▶ **TASK STATEMENT**:
Give the entries again exactly, every one of them.

(Pointing dataset records)
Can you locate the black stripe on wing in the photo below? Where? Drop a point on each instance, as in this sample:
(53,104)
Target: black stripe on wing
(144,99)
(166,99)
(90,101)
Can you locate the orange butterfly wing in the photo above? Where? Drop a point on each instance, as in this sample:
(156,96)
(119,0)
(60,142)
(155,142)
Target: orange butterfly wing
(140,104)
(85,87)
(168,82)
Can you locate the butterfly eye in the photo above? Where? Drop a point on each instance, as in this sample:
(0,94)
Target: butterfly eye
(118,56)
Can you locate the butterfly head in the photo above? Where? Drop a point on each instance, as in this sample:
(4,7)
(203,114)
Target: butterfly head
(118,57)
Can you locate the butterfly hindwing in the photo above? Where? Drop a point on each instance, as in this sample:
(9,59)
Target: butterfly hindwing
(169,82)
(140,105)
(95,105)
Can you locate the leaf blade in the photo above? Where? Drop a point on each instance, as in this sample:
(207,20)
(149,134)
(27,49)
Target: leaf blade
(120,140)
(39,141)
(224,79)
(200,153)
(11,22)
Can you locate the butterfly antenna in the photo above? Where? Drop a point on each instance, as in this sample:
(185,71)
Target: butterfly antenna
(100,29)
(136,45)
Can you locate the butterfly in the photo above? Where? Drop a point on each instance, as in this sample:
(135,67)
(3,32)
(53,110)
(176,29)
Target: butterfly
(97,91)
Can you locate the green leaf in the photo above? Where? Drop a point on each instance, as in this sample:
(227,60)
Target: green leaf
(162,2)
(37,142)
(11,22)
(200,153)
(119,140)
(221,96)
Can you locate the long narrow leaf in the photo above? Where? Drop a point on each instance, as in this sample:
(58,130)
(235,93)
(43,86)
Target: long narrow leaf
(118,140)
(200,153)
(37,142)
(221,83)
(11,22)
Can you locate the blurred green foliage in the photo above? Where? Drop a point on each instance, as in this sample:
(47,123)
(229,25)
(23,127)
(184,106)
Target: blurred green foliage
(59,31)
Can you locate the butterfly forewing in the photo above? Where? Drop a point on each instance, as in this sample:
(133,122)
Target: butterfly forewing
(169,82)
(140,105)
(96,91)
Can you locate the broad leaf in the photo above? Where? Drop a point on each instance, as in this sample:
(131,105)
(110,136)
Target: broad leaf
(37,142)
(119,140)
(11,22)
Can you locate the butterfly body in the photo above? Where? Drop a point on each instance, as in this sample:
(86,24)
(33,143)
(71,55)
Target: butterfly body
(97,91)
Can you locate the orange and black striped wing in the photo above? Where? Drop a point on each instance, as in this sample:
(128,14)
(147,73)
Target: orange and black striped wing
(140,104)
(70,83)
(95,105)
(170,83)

▶ **RESPONSE**:
Can you locate the black stripe on wing in the photo below? Where? Drop a point on each instance, as in this sample:
(53,104)
Target: black stripe on wing
(144,99)
(166,99)
(90,101)
Can you locate the orange butterfly wing in the photo above? Where? Drop a point on each instance, as in this sample:
(156,96)
(119,0)
(60,142)
(155,142)
Target: orange butterfly wing
(140,104)
(85,87)
(168,82)
Can you locate the butterfly eye in the photo above? Where? Drop a point on each instance, as in this sample:
(0,94)
Target: butterfly eye
(118,56)
Can you locate the butterfly head in the photo above? Where? Drop a point on each instance, as in this sample:
(4,7)
(203,114)
Target: butterfly head
(118,57)
Can you locate the butterfly hindwing in the photo above? Where? Drop a point on each instance, as in this sample:
(9,59)
Target: butterfly hindwing
(169,82)
(140,105)
(95,105)
Can you locate the leaf blade in the photo above? Where? Drop a point on each instance, as in this sample:
(207,20)
(149,134)
(27,49)
Target: leaf blade
(120,140)
(39,141)
(224,79)
(200,153)
(11,22)
Can you locate the butterfly antenna in the photo above? Where? Drop a point on each instance, as in this sample:
(185,71)
Target: butterfly antenna
(100,29)
(136,45)
Can you locate the butterfly in the photo above? Where? Drop a point on each instance, as in this sample:
(135,67)
(3,32)
(53,110)
(176,29)
Target: butterfly
(97,91)
Can you locate the green leaf in the photo above? Where? Drop a point on each instance, as in this sample:
(227,60)
Target: green leaf
(162,2)
(37,142)
(11,22)
(200,153)
(119,140)
(221,96)
Can you locate the long narrow leaf in the photo above? Where? Drop a point on each instance, as in this sample:
(58,130)
(235,93)
(43,86)
Target: long narrow leaf
(118,140)
(200,153)
(37,142)
(221,83)
(11,22)
Can you locate the blurred green foliage in the photo above? Where? Drop a point on each instance, as in this sample:
(47,123)
(229,25)
(23,127)
(184,106)
Target: blurred green foliage
(59,31)
Can you locate the butterfly forewing in the photo above? Where? Drop a point on each instance, as in this sample:
(133,122)
Target: butterfly forewing
(169,82)
(140,105)
(96,91)
Can you locate the broad leaf in the photo above? Where? Drop a point on each instance, as in this sample:
(131,105)
(110,136)
Target: broad leaf
(37,142)
(119,140)
(11,22)
Can you locate the butterfly body in the photo above? Where? Drop a point on each instance, as in this sample:
(86,24)
(33,143)
(71,55)
Target: butterfly body
(97,91)
Can you locate the orange and black striped wing in the photo above? Where? Drop a point on each instance, as in this sample:
(128,14)
(147,73)
Target: orange and black striped wing
(140,104)
(70,83)
(95,105)
(170,83)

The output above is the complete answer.